= What you are asked to do =
Please use the eating-disorders passage below to explain, in one to three sentences, why bulimia nervosa is difficult to diagnose.

---------- Provided passage ----------

Most of the time, people with bulimia nervosa have a normal weight and hide their “seizures”, which makes diagnosis difficult.
Bulimic or “compulsive” hyperphagia is similar to bulimia (disproportionate absorption of food and feeling of loss of control), but is not accompanied by compensatory behaviours, such as vomiting or taking laxatives.
Hyperphagia is generally associated with several of these factors:
- eat too fast;
- eat until you feel “too full”;
- eat large amounts of food even when you are not hungry;
- eat alone because of a feeling of shame about the amount of food eaten;
- feeling of disgust, depression or guilt after the episode of hyperphagia.
- Hyperphagia is associated with obesity in the vast majority of cases. The feeling of satiety is altered or even non-existent.
- Binge-eating disorders is considered to be the most common APD. During their lifetime, 3.5% of women and 2% of men would be affected1.
This new category of the DSM-5, which is quite broad, includes selective eating and/or avoidance disorders (ARFID, for Avoidant/Restrictive Food Intake Disorder), which mainly concern children and adolescents. These disorders are characterized in particular by very high selectivity towards food: the child eats only certain foods, refuses many of them (because of their texture, colour or smell for example). This selectivity has negative repercussions: weight loss, malnutrition, deficiencies. In childhood or adolescence, these eating disorders can disrupt development and growth.
These disorders are different from anorexia because they are not associated with a desire to lose weight or a distorted body image2.
Few data have been published on the subject and therefore little is known about the prevalence of these disorders. Although they begin in childhood, they can sometimes persist into adulthood.
In addition, disgust or pathological aversion to food, after a choking episode for example, can occur at any age, and would be classified in this category.
Pica (ingestion of inedible substances)
Pica is a disorder characterized by the compulsive (or recurrent) ingestion of substances that are not food, such as earth (geophagy), stones, soap, chalk, paper, etc.
If all babies go through a normal phase in which they put everything they can find in their mouths, this habit becomes pathological when it persists or reappears in older children (after 2 years).
It is most often found in children who also have autism or intellectual deficiency. It can also occur in children in extreme poverty, who are malnourished or whose emotional stimulation is insufficient.
Prevalence is not known because the phenomenon is not systematically reported.
In some cases, pica is associated with iron deficiency: the person may unconsciously seek to ingest iron-rich non-food substances, but this explanation remains controversial. Cases of pica during pregnancy (ingestion of soil or chalk) are also reported3, and the practice is even part of the traditions of some African and South American countries (belief in the “nutritional” virtues of the earth)4,5.

---------- Provided records ----------

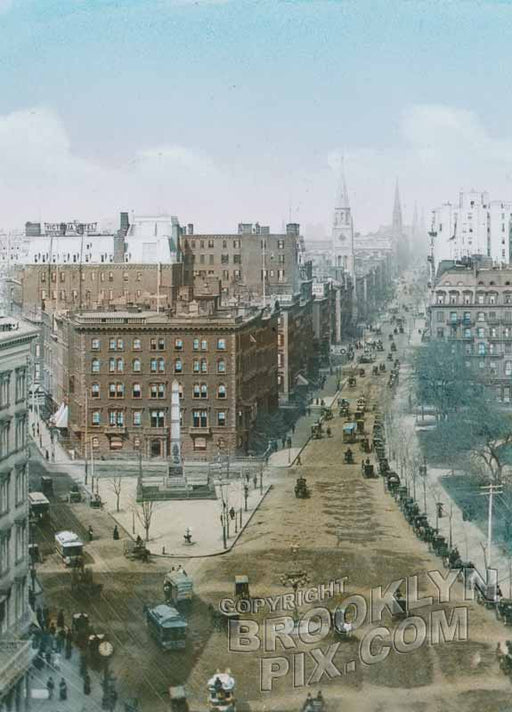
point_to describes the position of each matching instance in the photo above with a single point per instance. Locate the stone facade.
(119, 368)
(474, 307)
(15, 651)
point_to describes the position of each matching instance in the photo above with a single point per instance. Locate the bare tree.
(116, 485)
(144, 512)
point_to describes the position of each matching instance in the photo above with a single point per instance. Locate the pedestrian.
(87, 684)
(50, 686)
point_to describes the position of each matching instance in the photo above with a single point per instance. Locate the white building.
(474, 226)
(152, 239)
(16, 652)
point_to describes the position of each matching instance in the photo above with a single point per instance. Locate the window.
(20, 384)
(157, 419)
(200, 419)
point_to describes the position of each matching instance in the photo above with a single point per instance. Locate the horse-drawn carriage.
(302, 491)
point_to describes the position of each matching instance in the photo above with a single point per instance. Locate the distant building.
(118, 368)
(473, 306)
(474, 225)
(250, 264)
(16, 652)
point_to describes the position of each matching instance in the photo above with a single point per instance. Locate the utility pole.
(490, 491)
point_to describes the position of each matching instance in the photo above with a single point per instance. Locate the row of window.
(92, 276)
(156, 390)
(157, 344)
(116, 365)
(467, 298)
(157, 418)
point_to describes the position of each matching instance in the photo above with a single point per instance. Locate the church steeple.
(342, 227)
(397, 213)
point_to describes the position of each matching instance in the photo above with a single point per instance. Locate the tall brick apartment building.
(118, 368)
(249, 263)
(54, 287)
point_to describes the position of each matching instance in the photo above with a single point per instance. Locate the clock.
(105, 649)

----------

= Exercise response =
Bulimia nervosa is difficult to diagnose because most of the time people with it have a normal weight and hide their "seizures."